## Action item
Without any pictures, the records below should be reproduced exactly.

(Dataset entries)

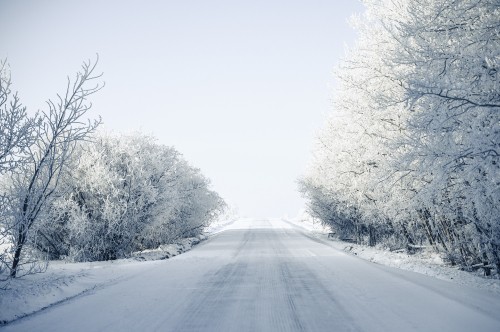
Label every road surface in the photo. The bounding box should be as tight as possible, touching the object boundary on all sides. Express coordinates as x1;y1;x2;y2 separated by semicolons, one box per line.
3;219;500;331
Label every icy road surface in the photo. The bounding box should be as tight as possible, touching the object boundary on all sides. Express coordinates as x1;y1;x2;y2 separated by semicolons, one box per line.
3;218;500;332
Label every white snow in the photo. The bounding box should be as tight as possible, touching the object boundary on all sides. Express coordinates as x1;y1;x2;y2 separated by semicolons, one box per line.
1;217;499;331
0;233;207;324
285;210;500;295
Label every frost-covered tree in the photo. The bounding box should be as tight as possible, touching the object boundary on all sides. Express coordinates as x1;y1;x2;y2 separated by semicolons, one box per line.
0;60;36;173
34;132;225;262
384;0;500;267
2;58;102;277
1;60;39;278
301;0;499;271
1;59;35;267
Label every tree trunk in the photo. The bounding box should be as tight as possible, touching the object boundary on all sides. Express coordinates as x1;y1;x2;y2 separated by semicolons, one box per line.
368;225;376;247
10;229;26;277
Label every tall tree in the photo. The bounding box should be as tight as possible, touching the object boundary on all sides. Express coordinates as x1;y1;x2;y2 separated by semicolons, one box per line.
301;0;500;269
5;58;102;277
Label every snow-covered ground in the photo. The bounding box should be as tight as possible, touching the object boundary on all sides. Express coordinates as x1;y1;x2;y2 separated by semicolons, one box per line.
284;210;500;295
0;233;209;324
202;216;238;234
2;218;500;332
1;216;499;331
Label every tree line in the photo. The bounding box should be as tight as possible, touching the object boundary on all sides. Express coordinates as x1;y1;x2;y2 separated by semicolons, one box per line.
300;0;499;273
0;58;225;278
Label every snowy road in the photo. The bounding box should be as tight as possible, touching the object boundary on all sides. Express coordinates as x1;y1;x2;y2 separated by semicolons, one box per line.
3;219;500;332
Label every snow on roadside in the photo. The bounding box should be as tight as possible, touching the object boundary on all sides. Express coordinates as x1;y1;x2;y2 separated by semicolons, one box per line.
0;233;207;325
203;217;237;234
285;210;500;295
131;235;207;261
204;203;239;234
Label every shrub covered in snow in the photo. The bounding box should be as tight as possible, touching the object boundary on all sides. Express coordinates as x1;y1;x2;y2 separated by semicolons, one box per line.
30;132;225;262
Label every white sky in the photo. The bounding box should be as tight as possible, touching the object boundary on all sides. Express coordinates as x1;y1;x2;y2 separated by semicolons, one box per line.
0;0;364;218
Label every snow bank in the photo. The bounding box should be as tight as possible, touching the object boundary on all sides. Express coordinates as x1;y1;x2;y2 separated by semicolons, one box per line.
131;235;206;261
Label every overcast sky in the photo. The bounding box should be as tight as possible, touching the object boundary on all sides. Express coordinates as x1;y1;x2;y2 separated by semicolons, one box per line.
0;0;364;218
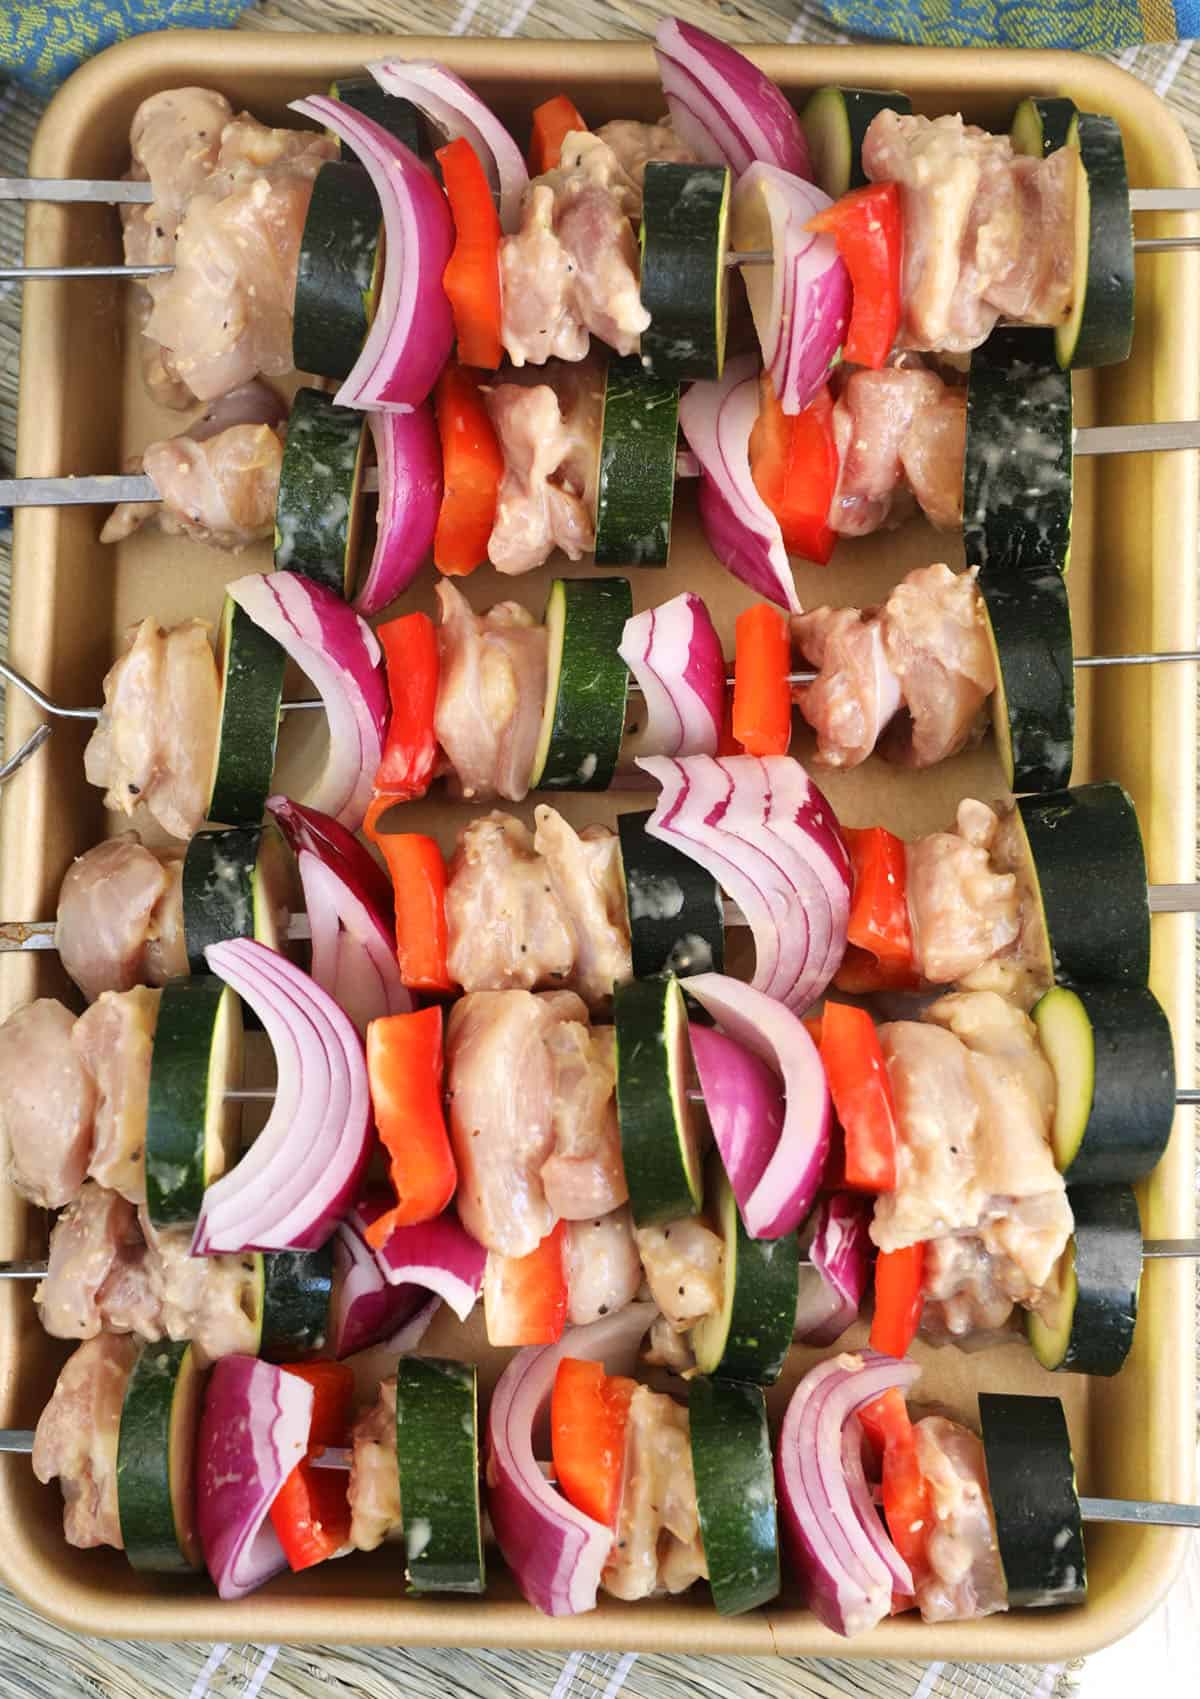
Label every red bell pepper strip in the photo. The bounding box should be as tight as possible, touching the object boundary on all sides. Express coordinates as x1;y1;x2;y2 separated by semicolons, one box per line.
433;361;504;576
748;373;838;565
834;825;920;993
269;1362;356;1572
732;603;793;757
437;137;503;371
528;94;588;173
483;1222;568;1347
807;182;902;369
818;1001;898;1193
870;1242;926;1360
365;1008;457;1243
372;832;454;994
858;1387;933;1597
372;612;439;808
551;1357;636;1527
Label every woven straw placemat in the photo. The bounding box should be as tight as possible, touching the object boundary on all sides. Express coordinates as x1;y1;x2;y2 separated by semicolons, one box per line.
0;4;1196;1697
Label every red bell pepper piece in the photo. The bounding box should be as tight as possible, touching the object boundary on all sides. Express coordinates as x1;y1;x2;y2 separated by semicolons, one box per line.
870;1242;926;1360
269;1362;356;1572
748;373;838;565
858;1387;933;1597
484;1222;568;1347
834;825;920;993
528;94;588;173
808;182;902;369
551;1357;636;1527
365;1008;457;1243
819;1001;898;1193
373;832;454;994
732;603;793;757
433;361;504;576
437;137;503;371
372;612;439;808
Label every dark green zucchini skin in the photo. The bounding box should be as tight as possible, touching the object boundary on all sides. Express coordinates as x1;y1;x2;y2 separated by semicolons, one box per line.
963;329;1073;575
979;1393;1087;1609
116;1340;204;1573
1010;95;1078;159
800;86;912;195
328;76;423;157
208;598;285;829
273;386;367;598
394;1356;485;1594
689;1377;780;1615
534;577;633;792
639;161;730;382
1017;783;1150;986
978;564;1075;793
617;809;725;980
613;975;703;1225
691;1159;798;1386
1056;113;1134;371
258;1245;334;1361
144;976;241;1229
293;161;382;381
1027;1184;1143;1376
182;826;264;973
594;356;679;567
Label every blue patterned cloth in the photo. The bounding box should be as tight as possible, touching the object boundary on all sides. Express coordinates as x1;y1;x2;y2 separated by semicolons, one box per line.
1;1;253;97
823;0;1198;51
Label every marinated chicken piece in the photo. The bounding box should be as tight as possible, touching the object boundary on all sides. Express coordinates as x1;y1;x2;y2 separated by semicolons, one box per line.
434;583;549;802
872;1020;985;1252
72;987;161;1205
911;1417;1008;1623
84;618;221;840
446;989;588;1257
33;1332;139;1549
906;799;1022;982
898;385;967;530
958;803;1054;1009
792;606;903;769
54;834;186;1001
140;1214;261;1365
348;1378;402;1552
35;1183;149;1341
603;1385;707;1601
634;1218;724;1334
498;187;589;366
594;119;697;192
543;1024;628;1219
879;563;996;767
485;358;603;573
828;366;946;536
533;806;632;1007
0;999;97;1208
921;1233;1020;1337
101;380;286;549
643;1313;697;1374
563;1205;642;1325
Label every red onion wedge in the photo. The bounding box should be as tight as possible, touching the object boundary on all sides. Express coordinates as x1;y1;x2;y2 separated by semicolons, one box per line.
654;19;811;180
197;1356;313;1599
330;1205;440;1358
355;406;442;615
268;796;412;1038
775;1351;920;1638
367;58;529;233
618;592;725;759
487;1303;657;1616
688;1022;783;1204
685;971;831;1238
228;572;388;832
795;1194;874;1346
679;354;798;612
193;939;372;1254
732;165;850;416
354;1191;486;1323
290;95;454;412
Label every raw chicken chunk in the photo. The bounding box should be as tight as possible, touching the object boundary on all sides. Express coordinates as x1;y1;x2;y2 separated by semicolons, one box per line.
348;1378;402;1552
72;987;161;1205
33;1333;139;1549
433;583;548;802
593;119;697;191
911;1417;1009;1623
828;366;946;537
485;358;603;573
634;1217;725;1334
906;798;1022;982
542;1023;628;1220
54;833;186;1001
603;1385;707;1601
0;999;97;1208
35;1182;151;1341
563;1205;642;1325
879;563;996;767
792;606;903;769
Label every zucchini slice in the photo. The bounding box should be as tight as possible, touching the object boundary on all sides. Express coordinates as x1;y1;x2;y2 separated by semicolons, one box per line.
293;161;384;381
616;808;725;980
963;329;1073;576
207;596;285;828
614;975;706;1225
639;161;731;382
117;1340;205;1573
1010;95;1078;159
327;75;423;157
255;1245;335;1362
530;577;633;791
690;1156;798;1385
594;356;679;567
689;1377;780;1615
978;565;1075;794
144;975;244;1229
273;386;369;598
978;1393;1087;1609
1053;113;1134;371
182;823;295;972
394;1356;485;1594
1033;982;1175;1182
1027;1184;1143;1376
800;86;912;196
1016;783;1150;987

## Task answer
Label every road surface in the photo. The bounding box should be as tight as possible, touching the object boundary on all sides. Express coordinates as x1;y1;x2;y2 separated by semicolons, one box per line.
3;219;500;331
Label every icy road surface in the photo. The bounding box should be as tight as possible, touching the object boundary on all sides. Express coordinates as x1;y1;x2;y2 separated by semicolons, one box per line.
3;218;500;332
Label every white snow in the photo. The bounding box should be as tight as possible, touching the object boundary on all sides. Express coordinates as x1;y1;x2;y2 separated by semicolons, one box per line.
1;217;499;331
0;233;207;324
285;210;500;295
Label every frost-covered tree in the photo. The bounding box should be as tight as possible, touching the object boundary on all sides. Express coordinates as x1;y1;x2;y2 separated by semicolons, one box per line.
0;60;36;173
34;132;225;262
384;0;500;267
2;58;102;277
1;60;39;278
301;0;499;271
1;59;35;267
Label every tree trunk in the photo. The bounding box should be as tight as possible, touching the object boundary on all sides. Express coordinates as x1;y1;x2;y2 separated by semicolons, one box per line.
368;225;376;247
10;229;26;277
Label every tall tree in the photo. The bounding box should be as tight as possible, touching the object boundary on all sides. Express coordinates as x1;y1;x2;y2 separated by semicolons, one box per line.
301;0;500;269
5;58;102;277
Label every snow-covered ground in the photo. The bounding box should be as tight as possible, touching the object boundary on all sides. Express coordinates as x1;y1;x2;y2 separated by semicolons, one box per line.
284;210;500;295
0;233;209;324
202;216;238;234
2;218;500;332
1;216;499;331
Label every tree line in the photo. The bounding box should be as tight as possible, touching the object boundary on all sides. Express coordinates as x1;y1;x2;y2 separated by semicolons, one box per line.
300;0;499;273
0;58;225;278
Label every snowy road in the photo. The bounding box should be as tight as possible, touching the object boundary on all sides. Express coordinates as x1;y1;x2;y2 separated by semicolons, one box per line.
3;219;500;332
Label every snow on roadside in the photo. The bounding box should be as tight as possible, touching the object boundary on all sides. Express coordinates as x1;y1;x2;y2 separated by semicolons, one box per line.
0;233;207;325
203;217;237;234
285;210;500;295
131;235;207;261
204;203;239;234
Label every shrub covered in snow in the photo. The bounding box should be as tight as possible, touching the object boundary on all sides. Express coordinates as x1;y1;x2;y2 separated by semicolons, one box per line.
30;132;225;262
Label every white sky in the photo. The bounding box should be as tight as possible, touching the object boundary on all sides. Express coordinates as x1;y1;x2;y2 separated by semicolons, one box per line.
0;0;364;218
Label every snow bank in the photo. The bounding box should be as tight as possible, touching the object boundary on all sides. Express coordinates as x1;y1;x2;y2 separated by semicolons, one box per line.
131;235;206;261
Label every overcast sky in the photo. The bounding box should be as tight as possible, touching the object boundary on all sides. Express coordinates as x1;y1;x2;y2 separated by semicolons, one box per line.
0;0;364;218
Label every red bell pepper strip in the photo. The bounding box should be as tight as possible, touching the object boundary on all sides. Express coordinates as x1;y1;x2;y2 separated by semicolons, one box per line.
433;361;504;576
748;373;838;565
834;825;920;993
269;1362;356;1572
732;603;793;757
437;137;503;371
528;94;588;173
483;1222;568;1347
807;182;902;369
818;1001;898;1193
870;1242;926;1360
365;1008;457;1243
372;832;454;994
858;1387;933;1597
372;612;439;808
551;1357;636;1527
Label every woven straw placemat in the photo. The bounding box should be as tight as possible, touching the object boundary on all sides. Express coordinates as x1;y1;x2;y2 separated by semicolons, one box per line.
0;4;1196;1697
Label every red bell pepper piece in the photo. The bounding box should be as tight as possible, touching the object boundary on all sides. Express coordinates as x1;y1;x2;y2 separated by semicolons, one box per line.
870;1242;926;1360
269;1362;356;1572
748;373;838;565
858;1387;933;1597
484;1222;568;1347
834;825;920;993
528;94;588;173
808;182;902;369
551;1357;636;1527
365;1008;457;1243
819;1001;898;1193
373;832;454;994
732;603;793;757
433;361;504;576
437;137;503;371
372;612;439;808
Label every dark green zucchini skin in the photo. The bounding box should be as tight as possible, touching the object boundary on all sides. Express coordinates as x1;y1;x2;y2 separated by semicolons, one box per line.
963;329;1073;575
979;1393;1087;1609
116;1340;204;1573
1010;95;1078;159
800;86;912;195
328;76;423;157
208;598;285;829
273;386;367;598
394;1356;485;1594
689;1377;780;1615
534;577;633;792
639;161;730;382
1017;783;1150;986
978;564;1075;793
617;809;725;980
613;975;703;1225
691;1159;798;1386
1056;113;1134;371
258;1245;334;1361
144;976;241;1229
293;161;382;381
1027;1184;1143;1376
182;826;264;973
594;356;679;567
Label every blue patterned cloth in the photo. The bounding box should be as tight as possible, touching the object boundary on all sides. Express coordinates as x1;y1;x2;y2 separated by semicolons, one box per line.
1;1;253;97
823;0;1198;51
Label every marinated chicken piece in the photo. The bounding box should be as tight as possible, touching the object boundary on all sides. Express coordinates as x1;y1;x2;y2 separated by semicolons, one box per line.
434;583;549;802
872;1020;985;1252
72;987;161;1205
911;1417;1008;1623
84;618;221;840
446;989;588;1257
33;1332;139;1549
906;799;1022;982
898;385;967;530
958;803;1054;1009
792;606;903;769
54;834;186;1001
140;1214;261;1365
348;1378;402;1552
35;1183;149;1341
603;1385;707;1601
634;1218;724;1334
498;187;589;366
594;119;697;192
543;1024;628;1219
879;563;996;767
485;358;603;573
828;366;946;536
533;806;632;1007
0;999;97;1208
921;1233;1020;1337
101;380;286;549
643;1313;697;1374
563;1205;642;1325
Label every red onion wedge in the photo. The bounding box should be as tight as possible, touching the object boundary on all sides. Express coordinates as x1;y1;x2;y2 separated by semicolons, one box per line.
654;19;811;180
197;1356;313;1599
330;1205;440;1358
355;406;442;615
268;796;412;1038
775;1351;920;1638
367;58;529;233
618;592;725;759
487;1303;657;1616
688;1022;783;1204
685;971;831;1238
228;572;388;832
795;1194;874;1346
679;354;798;612
193;939;372;1254
732;165;850;416
354;1191;486;1323
290;95;454;412
Label every raw chicken chunk in the photo. The bounding box should be as tight as possible, touching the object boundary on all sides. Express coordinates as x1;y1;x2;y2 separated by semicolons, one box per line.
348;1378;402;1552
72;987;161;1205
33;1333;139;1549
433;583;548;802
593;119;697;191
911;1417;1009;1623
828;366;946;537
485;358;603;573
634;1217;725;1334
906;798;1022;982
542;1023;628;1220
54;833;186;1001
603;1385;707;1601
0;999;97;1208
35;1182;151;1341
563;1205;642;1325
879;563;996;767
792;606;903;769
Label every zucchini slice in the photo. The bounding box should be as tight as possible, touching the object boundary on all sides. Express coordinates as x1;y1;x2;y2 separated by semicolons, one box per line.
293;161;384;381
616;808;725;980
963;329;1073;576
207;596;285;828
614;975;706;1225
639;161;731;382
117;1340;205;1573
1010;95;1078;159
327;75;423;157
255;1245;335;1362
530;577;633;791
690;1156;798;1385
594;356;679;567
689;1377;780;1615
978;565;1075;794
144;975;244;1229
273;386;369;598
978;1393;1087;1609
1053;113;1134;371
182;823;295;972
394;1356;485;1594
1033;982;1175;1182
1027;1184;1143;1376
800;86;912;196
1016;783;1150;987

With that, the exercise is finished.